## ARTICLE
_ _ _ _
2 Materials and Methods
2.1 Experimental Materials
Spontaneous combustion gangue (SCG), was collected from the Gaode mining area, Fuxin City, Liaoning Province, China. Its main chemical composition is presented in Tab. 1. The SCG samples were broken and screened out. The 75–96, 96–120, 120–180, 180–425, and 425–1,700 μm particle size fractions were soaked in distilled water 3 times and dried at 60°C.
The modified spontaneous combustion gangue (MSCG) samples were prepared using NaOH, NaCl, and HCl soaking modification. These samples were labeled as NaOH-MSCG, NaCl-MSCG, and HCl-MSCG. The SCG was placed in different modified solutions according to the liquid to solid ratio set in the single factor test, soaked in an oven at 100°C for several hours, taken out of the modified solution, washed with distilled water until neutral, and dried in an oven at 105°C to obtain MSCG.
Because most acid mine drainage pollution has high Fe2+ and Mn2+ contents, we used the Fe2+, Mn2+, and SO42− concentrations as the acid mine drainage quality indicators measured in Rumbel City, Inner Mongolia Autonomous Region, China. We simulated the acid mine drainage in the laboratory. In the field samples, the acid mine drainage contained 947–1118 mg/L of SO42−, 52.85–86.31 mg/L of Fe2+, and 13.42–28.51 mg/L of Mn2+, and it had a pH of 4.84–5.36. In order to ensure that the simulated acid mine drainage was realistic, we ensured that the simulated acid mine drainage contained 1000 mg/L of SO42−, 65 mg/L of Fe2+, and 20 mg/L of Mn2+ and had a pH of 5. All the chemicals used in the experiments were of analytical reagent grade.
2.2 Static Experimental Method
The SCG was weighed and placed in a conical flask containing 50 mL of simulated acid mine drainage at 25°C. The flask was shaken at 100 r/min for 30 min, and then the supernatant was extracted and passed through a 0.45 μm filter membrane. Finally, the residual concentrations of Fe2+ and Mn2+ were measured. The effects of the particle size of the SCG (75–96, 96–120, 120–180, 180–425, and 425–1,700 μm), the dosing amount (1, 2, 3, 4, and 5 g/50 mL), and the reaction time (30, 60, 90, 120, 150, 180, and 240 min) on the adsorption of Fe2+ and Mn2+ from the acid mine drainage by the SCG were investigated using the static single factor test method , which was used to determine the optimal particle size, dosing amount, and reaction time of the SCG.
The MSCG was prepared according to the optimal particle size of the SCG determined from the experiment described above, and the experiment to investigate the adsorption of Fe2+ and Mn2+ from acid mine drainage by MSCG was carried out using the previously determined optimal dosage amount and reaction time. The effects of the NaOH concentration (1, 2, 3, and 4 mol/L), the liquid-solid ratio (2, 4, 6, and 8 L/kg), and the modification time (1, 2, 3, 4, 6, 8, 10, and 12 h) on the adsorption of Fe2+ and Mn2+ from acid mine drainage by NaOH-MSCG were investigated using the static single factor test method , which was used to determine the optimal modifying condition of the NaOH-MSCG. The optimum conditions of the NaCl-MSCG and HCl-MSCG were determined using a method similar to that used for the NaOH-MSCG. The difference from the method used for the NaOH-MSCG is that the modification time for the NaCl-MSCG and HCl-MSCG experiments was extended to 24 h.
_ _ _ _
## RECORD SET
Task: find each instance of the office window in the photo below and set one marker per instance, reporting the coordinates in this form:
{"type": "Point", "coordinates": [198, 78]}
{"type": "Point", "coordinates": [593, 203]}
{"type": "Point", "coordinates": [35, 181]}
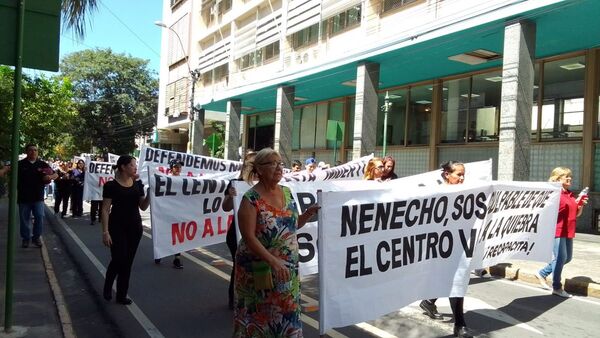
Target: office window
{"type": "Point", "coordinates": [350, 122]}
{"type": "Point", "coordinates": [259, 57]}
{"type": "Point", "coordinates": [562, 104]}
{"type": "Point", "coordinates": [307, 127]}
{"type": "Point", "coordinates": [455, 100]}
{"type": "Point", "coordinates": [419, 115]}
{"type": "Point", "coordinates": [389, 5]}
{"type": "Point", "coordinates": [305, 37]}
{"type": "Point", "coordinates": [296, 118]}
{"type": "Point", "coordinates": [396, 123]}
{"type": "Point", "coordinates": [342, 21]}
{"type": "Point", "coordinates": [484, 107]}
{"type": "Point", "coordinates": [336, 114]}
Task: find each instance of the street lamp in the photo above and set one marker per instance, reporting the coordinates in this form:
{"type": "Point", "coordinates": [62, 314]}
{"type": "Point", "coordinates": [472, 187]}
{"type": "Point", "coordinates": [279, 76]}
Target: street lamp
_ _ _ _
## INSTRUCTION
Please return the passage of the methods section from "2.2 Static Experimental" up to and including "of the SCG.", copied word for word.

## CORRECT OUTPUT
2.2 Static Experimental Method
The SCG was weighed and placed in a conical flask containing 50 mL of simulated acid mine drainage at 25°C. The flask was shaken at 100 r/min for 30 min, and then the supernatant was extracted and passed through a 0.45 μm filter membrane. Finally, the residual concentrations of Fe2+ and Mn2+ were measured. The effects of the particle size of the SCG (75–96, 96–120, 120–180, 180–425, and 425–1,700 μm), the dosing amount (1, 2, 3, 4, and 5 g/50 mL), and the reaction time (30, 60, 90, 120, 150, 180, and 240 min) on the adsorption of Fe2+ and Mn2+ from the acid mine drainage by the SCG were investigated using the static single factor test method , which was used to determine the optimal particle size, dosing amount, and reaction time of the SCG.